Extract provided:

Previous research has shown that brief interventions for at-risk or hazardous drinking are effective in reducing drinking levels across a variety of health-care settings (Babor & Grant, 1992; Chick, Lloyd, & Crombie, 1985; Fleming, Barry, Manwell, Johnson, & London, 1997; Harris & Miller, 1990; Wallace, Cutler, & Haines, 1988). Meta-analyses of randomized controlled studies have found that these techniques generally reduce drinking compared to control conditions (Dunn et al., 2001). Brief intervention approaches have been also used among emergency department (ED) patients admitted to hospitals (Dyehouse & Sommers, 1995; Welte, Perry, Longabaugh, & Clifford, 1998) and with injured patients in the ED (Bazargan-Hejazi et al., 2005; Blow et al., 2006; Gentilello et al., 1999; Harvard, Hill, & Buxton, 2008; Longabaugh et al., 2001; Mello et al., 2005). A recent meta-analysis of ED studies concluded that ED-based interventions significantly reduce alcohol-related injury but do not necessarily decrease alcohol consumption (Harvard et al., 2008). Although a number of studies address the need for and use of brief interventions for drug use (Baker, Kochan, Dixon, Heather, & Wodak, 1994; Compton, Monahan, & Simmons-Cody, 1999; Dunn & Ries, 1997; Greber, Allen, Soeken, & Solounias, 1997; Lang, Engelander, & Tracey Brooke, 2000; Weaver, Jarvis, & Schnoll, 1999), there are few published randomized controlled trials with drug users. Despite some differences in existing studies, such as duration of the interventions, promising treatment results have been shown in studies investigating the effectiveness of brief interventions among cocaine, heroin, and amphetamine users recruited from a variety of non-ED based settings (Baker et al., 2004; Bernstein et al., 2007; Bernstein, Bernstein, & Levenson, 1997; Stotts, Schmitz, Rhoades, & Grabowski, 2001). For example, Bernstein et al. (2005) reported that a brief intervention for heroin and/or cocaine users recruited from several walk-in non-­emergent clinics (urgent care, women’s clinic, and a homeless clinic) that included a ­motivational intervention session delivered by trained peer educators and a subsequent booster call 10 days later, led to a reduction in heroin and cocaine use, and an increased likelihood of abstinence from these drugs at 6-month follow-up visit. Taken together, the literature generally supports SBIRTs as potentially effective interventions to reduce substance use following a medical visit.

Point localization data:
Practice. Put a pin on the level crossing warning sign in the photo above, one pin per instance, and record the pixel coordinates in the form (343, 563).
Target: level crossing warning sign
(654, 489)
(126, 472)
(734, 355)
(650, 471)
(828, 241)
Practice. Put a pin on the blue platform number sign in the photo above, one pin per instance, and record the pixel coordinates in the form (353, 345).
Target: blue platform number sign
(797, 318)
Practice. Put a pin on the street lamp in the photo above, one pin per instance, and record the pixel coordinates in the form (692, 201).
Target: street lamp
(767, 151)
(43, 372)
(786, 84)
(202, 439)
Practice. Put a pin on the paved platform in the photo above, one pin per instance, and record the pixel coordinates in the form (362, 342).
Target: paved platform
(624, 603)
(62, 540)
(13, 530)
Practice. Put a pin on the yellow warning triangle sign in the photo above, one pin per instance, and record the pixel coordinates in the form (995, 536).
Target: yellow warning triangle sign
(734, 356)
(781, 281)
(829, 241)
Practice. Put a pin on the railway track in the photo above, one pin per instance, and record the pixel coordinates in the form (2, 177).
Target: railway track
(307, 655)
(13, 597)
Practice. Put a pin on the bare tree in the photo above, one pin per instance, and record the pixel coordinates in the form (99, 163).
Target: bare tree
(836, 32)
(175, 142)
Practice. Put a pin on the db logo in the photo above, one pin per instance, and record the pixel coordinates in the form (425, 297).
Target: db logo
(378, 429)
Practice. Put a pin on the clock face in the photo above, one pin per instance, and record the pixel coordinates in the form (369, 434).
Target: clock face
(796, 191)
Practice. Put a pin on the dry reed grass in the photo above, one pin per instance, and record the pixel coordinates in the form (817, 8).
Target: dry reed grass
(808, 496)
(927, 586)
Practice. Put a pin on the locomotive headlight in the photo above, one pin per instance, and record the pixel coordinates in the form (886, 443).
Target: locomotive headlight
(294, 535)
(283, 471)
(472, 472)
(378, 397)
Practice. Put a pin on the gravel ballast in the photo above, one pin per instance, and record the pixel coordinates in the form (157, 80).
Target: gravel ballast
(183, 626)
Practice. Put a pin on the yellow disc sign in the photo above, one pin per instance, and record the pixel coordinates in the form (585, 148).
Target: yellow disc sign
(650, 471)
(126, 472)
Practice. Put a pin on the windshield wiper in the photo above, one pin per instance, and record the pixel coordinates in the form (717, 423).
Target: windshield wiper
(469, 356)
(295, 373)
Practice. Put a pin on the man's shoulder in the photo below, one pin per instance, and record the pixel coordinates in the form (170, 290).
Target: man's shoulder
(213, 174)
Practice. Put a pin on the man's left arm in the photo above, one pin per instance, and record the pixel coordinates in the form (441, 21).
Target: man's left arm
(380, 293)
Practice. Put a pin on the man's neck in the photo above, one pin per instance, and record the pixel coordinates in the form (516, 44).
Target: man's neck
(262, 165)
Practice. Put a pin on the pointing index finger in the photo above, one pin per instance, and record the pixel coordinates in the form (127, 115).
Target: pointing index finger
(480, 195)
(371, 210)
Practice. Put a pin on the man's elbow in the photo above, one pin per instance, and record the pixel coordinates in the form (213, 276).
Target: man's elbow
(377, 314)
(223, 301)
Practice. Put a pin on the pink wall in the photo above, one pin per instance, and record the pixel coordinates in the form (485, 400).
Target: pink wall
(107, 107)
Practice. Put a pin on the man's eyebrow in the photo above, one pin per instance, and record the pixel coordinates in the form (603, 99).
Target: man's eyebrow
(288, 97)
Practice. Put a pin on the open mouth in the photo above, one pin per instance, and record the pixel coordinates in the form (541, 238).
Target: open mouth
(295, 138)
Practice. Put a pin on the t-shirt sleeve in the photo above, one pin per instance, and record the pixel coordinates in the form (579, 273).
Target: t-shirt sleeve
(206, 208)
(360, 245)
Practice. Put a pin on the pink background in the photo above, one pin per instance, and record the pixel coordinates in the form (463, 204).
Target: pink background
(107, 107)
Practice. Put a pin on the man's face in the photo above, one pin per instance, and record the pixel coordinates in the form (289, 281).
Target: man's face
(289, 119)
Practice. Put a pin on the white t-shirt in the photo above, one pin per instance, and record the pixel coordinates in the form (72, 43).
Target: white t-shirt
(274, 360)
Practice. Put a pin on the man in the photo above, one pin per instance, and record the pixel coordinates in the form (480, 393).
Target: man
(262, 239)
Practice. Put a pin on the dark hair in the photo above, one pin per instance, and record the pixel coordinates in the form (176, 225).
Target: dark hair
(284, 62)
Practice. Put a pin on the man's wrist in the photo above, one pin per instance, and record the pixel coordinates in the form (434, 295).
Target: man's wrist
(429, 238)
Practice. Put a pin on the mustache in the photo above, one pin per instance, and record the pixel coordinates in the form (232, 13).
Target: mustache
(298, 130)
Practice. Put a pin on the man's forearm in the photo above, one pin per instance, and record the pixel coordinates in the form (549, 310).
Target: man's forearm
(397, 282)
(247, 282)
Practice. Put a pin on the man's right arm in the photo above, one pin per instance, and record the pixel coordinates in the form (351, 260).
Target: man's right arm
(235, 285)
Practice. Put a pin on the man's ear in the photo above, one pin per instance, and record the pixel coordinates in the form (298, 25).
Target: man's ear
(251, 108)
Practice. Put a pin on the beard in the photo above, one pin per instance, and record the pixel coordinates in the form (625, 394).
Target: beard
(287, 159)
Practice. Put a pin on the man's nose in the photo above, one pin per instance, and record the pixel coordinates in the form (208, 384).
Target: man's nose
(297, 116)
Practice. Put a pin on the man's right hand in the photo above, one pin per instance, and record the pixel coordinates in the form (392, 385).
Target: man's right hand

Apply what you read:
1 - In the passage on brief interventions, what did the recent meta-analysis of ED studies conclude?
2 - Using the passage on brief interventions, explain why it concludes that the literature generally supports SBIRTs as potentially effective ways to reduce substance use after a medical visit.
3 - Extend the passage on brief interventions, picking up after its final sentence.

Exercise answers:
1 - It concluded that ED-based interventions significantly reduce alcohol-related injury but do not necessarily decrease alcohol consumption.

2 - The conclusion draws together the evidence the passage reviews. Brief interventions reduced drinking across a variety of health-care settings and compared with control conditions in meta-analyses. ED-based interventions reduced alcohol-related injury, and brief interventions with cocaine, heroin, and amphetamine users in non-ED settings showed promising results, such as reduced heroin and cocaine use and greater likelihood of abstinence at 6 months.

3 -
Conclusions

Overall, large numbers of adults within the USA report some form of recent problematic alcohol use and/or drug use. However, many of these individuals never utilize formal additions treatment services. Current theories of behavior change highlight the potential importance of motivation as an important determinant of the decision to decrease or cease substance misuse. In order to better harness an individual’s intrinsic motivation, several strategies have been developed to increase motivation in a non-confrontational manner. Over the past three decades of study, research has generally supported the efficacy of these brief motivational interventions in their ability to help individuals reduce their substance use. Additionally, a growing body of research supports the utilization of these brief interventions outside standard addictions treatment settings. Broadening the settings in which these services are delivered as well as delivering interventions that are shorter and potentially more appealing than more-traditional addictions treatment services increases the likelihood that individuals with substance-related problems will receive the assistance that they need to reduce their use of alcohol or drugs. As brief motivational interventions are delivered in a broader array of treatment environments, it is important for social workers in all settings to become familiar with these strategies.